══ Brano proposto ══

Decomputing come atto di resistenza – Seconda parte

Nella prima parte di questo articolo ho esaminato come l'I.A. «sia di per sé un problema tecnico, un balbettante passo falso dell'ordine neoliberista che ne suggerisce l’intrinseco disordine», tracciando un percorso che ne tocca la dannosità, la dimensione violenta – sia dal punto di vista geopolitico che ambientale – l’effetto perverso della scalabilità, per arrivare al concetto di tecnofascismo.

Quello che proporrò, ora, come contromisura è il decomputing; un approccio che prende di mira direttamente l'intelligenza artificiale, ma riguarda e intende scollegare qualcosa di più del solo digitale, fino a riconfigurare le nostre relazioni sociali ed economiche più ampie.

DECRESCITA

Il decomputing è un tentativo di rispondere ai danni sociali e ambientali, via via crescenti, che l’attuale evoluzione tecnopolitica sta producendo; e, il rifiuto della scalabilità è un modo per mitigare gli effetti peggiori e un’euristica mirata a trovare modi alternativi di procedere.

Al contrario della scalabilità dell'IA – il cui fascino e potere è basato sul principio unificante della crescita senza restrizioni - il decomputing è una svolta verso la decrescita, una sfida esplicita all'estrattivismo dell'IA e alle sue logiche sistemiche.

Soprattutto, la decrescita non è semplicemente un rifiuto di dipendere dall'espansionismo, un tentativo di interrompere – qui e ora - l'estrattivismo dell'IA, ma uno spostamento dell'attenzione verso un metabolismo alternativo basato sulla sostenibilità e la giustizia sociale.

DEAUTOMATIZZAZIONE

Il principio del decomputing si oppone alla scalabilità anche perché questa induce uno stato di automatizzazione, in cui l'autonomia e la capacità di pensiero critico sono minate dall'immersione in un sistema di relazioni macchiniche.

In questo senso, l'IA è un'intensificazione delle strutture istituzionali, burocratiche e di mercato che già spogliano i lavoratori e delle comunità della loro agentività, e la collocano in meccanismi opachi e astratti. Il decomputing, al contrario, è la districazione del pensiero e delle relazioni dalle influenze riduttive delle logiche – appunto – burocratiche e di mercato che l’IA replica e rafforza.

═══
══ Voci fornite ══

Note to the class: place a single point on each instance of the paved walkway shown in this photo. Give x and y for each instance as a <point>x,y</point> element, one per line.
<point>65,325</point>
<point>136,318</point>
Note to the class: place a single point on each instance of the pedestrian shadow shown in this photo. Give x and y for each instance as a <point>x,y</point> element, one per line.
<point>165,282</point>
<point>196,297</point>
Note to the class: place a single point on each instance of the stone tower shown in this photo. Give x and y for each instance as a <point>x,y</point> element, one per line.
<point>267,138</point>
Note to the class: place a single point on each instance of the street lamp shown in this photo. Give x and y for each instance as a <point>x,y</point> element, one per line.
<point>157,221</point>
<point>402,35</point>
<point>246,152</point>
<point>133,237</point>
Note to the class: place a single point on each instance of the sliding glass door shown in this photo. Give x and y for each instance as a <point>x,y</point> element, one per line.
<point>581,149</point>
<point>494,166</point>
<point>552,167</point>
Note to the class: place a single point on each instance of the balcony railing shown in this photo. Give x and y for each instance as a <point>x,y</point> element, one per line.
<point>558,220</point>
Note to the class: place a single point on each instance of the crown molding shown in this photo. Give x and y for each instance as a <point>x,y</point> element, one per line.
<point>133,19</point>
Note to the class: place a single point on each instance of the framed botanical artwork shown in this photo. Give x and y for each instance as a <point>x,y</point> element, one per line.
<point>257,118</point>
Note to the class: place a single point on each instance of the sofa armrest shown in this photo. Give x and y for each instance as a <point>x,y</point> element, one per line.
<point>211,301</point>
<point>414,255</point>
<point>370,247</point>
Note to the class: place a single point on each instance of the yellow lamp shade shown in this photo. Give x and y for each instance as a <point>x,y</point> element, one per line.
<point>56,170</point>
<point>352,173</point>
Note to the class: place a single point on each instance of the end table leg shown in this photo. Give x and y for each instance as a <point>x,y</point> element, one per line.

═══

Esercizi da svolgere:
a) Rispondi a queste domande sul brano dedicato al decomputing:
(i) Su quale principio si basano il fascino e il potere della scalabilità dell'IA?
(ii) Su che cosa si basa il metabolismo alternativo verso cui la decrescita sposta l'attenzione?
(iii) Che cosa viene minato nello stato di automatizzazione?
b) Indica se ciascuna affermazione concorda con il brano sul decomputing. Rispondi sì o no e cita le parole del brano che lo stabiliscono.
(i) Il decomputing riguarda soltanto il digitale.
(ii) Il decomputing è presentato come una svolta verso la decrescita.
(iii) L'IA indebolisce le strutture burocratiche e di mercato.
Le voci riportate non hanno alcun legame con il brano.

Risposte complete:
a)
(i) Sul principio unificante della crescita senza restrizioni.
(ii) Sulla sostenibilità e la giustizia sociale.
(iii) L'autonomia e la capacità di pensiero critico.

b)
(i) No: "riguarda e intende scollegare qualcosa di più del solo digitale".
(ii) Sì: "il decomputing è una svolta verso la decrescita".
(iii) No: "l'IA è un'intensificazione delle strutture istituzionali, burocratiche e di mercato".